#### Brano fornito
┏━━

Il nostro primo paper scientifico su questo argomento risale al 2008. In questi anni si sono aggiunti molti altri dati ottenuti in vivo sia sugli animali che sull’uomo. Alla luce di ciò che sappiamo oggi, c’è già una parte del mondo scientifico che è convinto che agire anche sulla dieta dei malati di tumore sarà una parte importante della terapia in futuro. Rimane peraltro una grossa fetta di specialisti che ritiene di voler vedere i risultati di altri studi clinici per farsi un’opinione definitiva.

Oltre ai dati preclinici e clinici, anche una ragione teorica supporta l’idea che una dieta specifica possa contrastare il cancro. Il tumore infatti, attaccato dalle terapie convenzionali, non vuole essere in una condizione di carenza di nutrienti. Al contrario, vuole avere quanto più nutrimento possibile per resistere a farmaci, radioterapia ecc.

┗━━

#### Dati da esaminare
┏━━

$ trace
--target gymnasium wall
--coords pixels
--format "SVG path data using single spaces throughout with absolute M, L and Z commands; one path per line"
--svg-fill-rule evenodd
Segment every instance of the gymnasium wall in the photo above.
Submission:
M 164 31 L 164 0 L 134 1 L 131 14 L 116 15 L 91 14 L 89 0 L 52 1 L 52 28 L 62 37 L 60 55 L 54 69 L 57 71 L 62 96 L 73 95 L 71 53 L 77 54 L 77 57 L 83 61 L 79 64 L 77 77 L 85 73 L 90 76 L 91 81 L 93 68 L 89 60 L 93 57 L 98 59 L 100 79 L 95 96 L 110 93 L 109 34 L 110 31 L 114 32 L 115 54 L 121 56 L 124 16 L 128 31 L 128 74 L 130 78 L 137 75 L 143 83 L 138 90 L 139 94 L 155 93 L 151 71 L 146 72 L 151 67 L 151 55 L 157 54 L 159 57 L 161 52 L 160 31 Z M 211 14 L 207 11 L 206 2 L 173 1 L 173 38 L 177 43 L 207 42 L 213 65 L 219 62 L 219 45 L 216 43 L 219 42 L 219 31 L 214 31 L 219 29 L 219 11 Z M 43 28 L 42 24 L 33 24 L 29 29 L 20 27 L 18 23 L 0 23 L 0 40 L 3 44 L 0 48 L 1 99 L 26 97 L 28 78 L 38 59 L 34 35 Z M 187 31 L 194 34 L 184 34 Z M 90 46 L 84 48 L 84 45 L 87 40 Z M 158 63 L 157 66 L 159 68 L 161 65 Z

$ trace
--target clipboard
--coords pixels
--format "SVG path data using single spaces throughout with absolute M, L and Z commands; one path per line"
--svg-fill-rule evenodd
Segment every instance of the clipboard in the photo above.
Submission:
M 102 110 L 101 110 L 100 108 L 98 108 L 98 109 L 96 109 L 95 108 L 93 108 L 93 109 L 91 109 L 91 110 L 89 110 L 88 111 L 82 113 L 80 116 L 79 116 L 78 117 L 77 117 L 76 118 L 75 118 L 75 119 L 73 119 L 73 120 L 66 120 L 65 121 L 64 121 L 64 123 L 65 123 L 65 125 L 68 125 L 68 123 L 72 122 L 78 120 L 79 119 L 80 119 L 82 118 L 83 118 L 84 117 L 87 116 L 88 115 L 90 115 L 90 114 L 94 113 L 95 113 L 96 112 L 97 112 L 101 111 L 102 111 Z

┗━━

#### Da fare
**A)** Estrai dal brano fornito il testo che va da "Il nostro primo" fino a "farmaci, radioterapia ecc." compreso.
**B)** Secondo il brano fornito, a quale anno risale il primo paper scientifico degli autori su questo argomento?

#### Soluzioni per compito
**A)**
Il nostro primo paper scientifico su questo argomento risale al 2008. In questi anni si sono aggiunti molti altri dati ottenuti in vivo sia sugli animali che sull’uomo. Alla luce di ciò che sappiamo oggi, c’è già una parte del mondo scientifico che è convinto che agire anche sulla dieta dei malati di tumore sarà una parte importante della terapia in futuro. Rimane peraltro una grossa fetta di specialisti che ritiene di voler vedere i risultati di altri studi clinici per farsi un’opinione definitiva.

Oltre ai dati preclinici e clinici, anche una ragione teorica supporta l’idea che una dieta specifica possa contrastare il cancro. Il tumore infatti, attaccato dalle terapie convenzionali, non vuole essere in una condizione di carenza di nutrienti. Al contrario, vuole avere quanto più nutrimento possibile per resistere a farmaci, radioterapia ecc.

**B)** Al 2008.